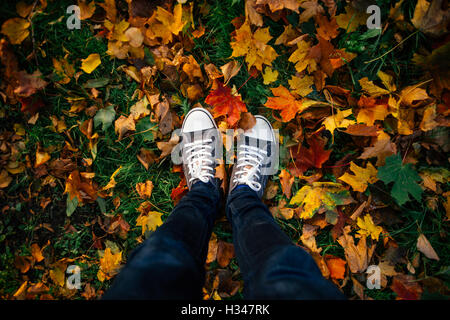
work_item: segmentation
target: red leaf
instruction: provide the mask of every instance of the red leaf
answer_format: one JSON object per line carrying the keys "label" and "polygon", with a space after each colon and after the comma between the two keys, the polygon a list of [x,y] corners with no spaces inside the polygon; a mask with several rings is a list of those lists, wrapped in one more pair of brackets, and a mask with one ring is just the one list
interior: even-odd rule
{"label": "red leaf", "polygon": [[186,179],[182,177],[180,183],[175,189],[172,189],[170,193],[170,198],[172,198],[174,205],[181,200],[181,198],[187,193],[188,188],[186,187]]}
{"label": "red leaf", "polygon": [[42,99],[35,96],[19,98],[19,101],[20,103],[22,103],[22,108],[20,109],[20,111],[28,112],[32,116],[34,116],[36,112],[39,111],[40,108],[45,106]]}
{"label": "red leaf", "polygon": [[214,118],[226,116],[230,126],[234,126],[239,121],[241,112],[247,112],[241,96],[231,94],[231,89],[220,82],[217,89],[206,97],[205,102],[213,107]]}
{"label": "red leaf", "polygon": [[291,164],[289,170],[294,175],[302,175],[303,172],[311,167],[322,168],[322,164],[328,160],[331,154],[330,150],[325,150],[325,141],[318,136],[312,136],[308,139],[309,148],[305,146],[294,146],[290,148],[294,164]]}
{"label": "red leaf", "polygon": [[414,281],[411,275],[398,275],[392,281],[391,289],[401,300],[419,300],[422,294],[422,287],[417,281]]}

> [Exercise instructions]: The required output is every line from the one that holds "answer_format: one JSON" through the last line of the listing above, retyped exactly and with nothing else.

> [Answer to this task]:
answer_format: one JSON object per line carrying the keys "label" and "polygon", with a space after each colon and after the comma between the two keys, the polygon a list of [x,y] corners with no spaces inside the polygon; a mask with several rings is a list of those lists, wrapped in one more pair of brackets, and a mask with one ring is just the one list
interior: even-odd rule
{"label": "red leaf", "polygon": [[186,179],[182,177],[180,183],[175,189],[172,189],[170,193],[170,198],[172,198],[174,205],[181,200],[181,198],[187,193],[188,188],[186,187]]}
{"label": "red leaf", "polygon": [[42,99],[35,96],[19,98],[19,101],[20,103],[22,103],[22,108],[20,109],[20,111],[28,112],[32,116],[34,116],[36,112],[39,111],[40,108],[45,106]]}
{"label": "red leaf", "polygon": [[214,118],[226,116],[230,126],[234,126],[239,121],[241,112],[247,112],[241,96],[231,94],[231,89],[220,82],[217,89],[206,97],[205,102],[213,107]]}
{"label": "red leaf", "polygon": [[291,164],[289,170],[294,175],[302,175],[303,172],[311,167],[322,168],[322,164],[328,160],[331,154],[330,150],[325,150],[325,141],[318,136],[312,136],[308,139],[309,148],[305,146],[294,146],[290,148],[294,164]]}
{"label": "red leaf", "polygon": [[414,281],[411,275],[398,275],[392,281],[391,289],[401,300],[419,300],[422,294],[422,287],[417,281]]}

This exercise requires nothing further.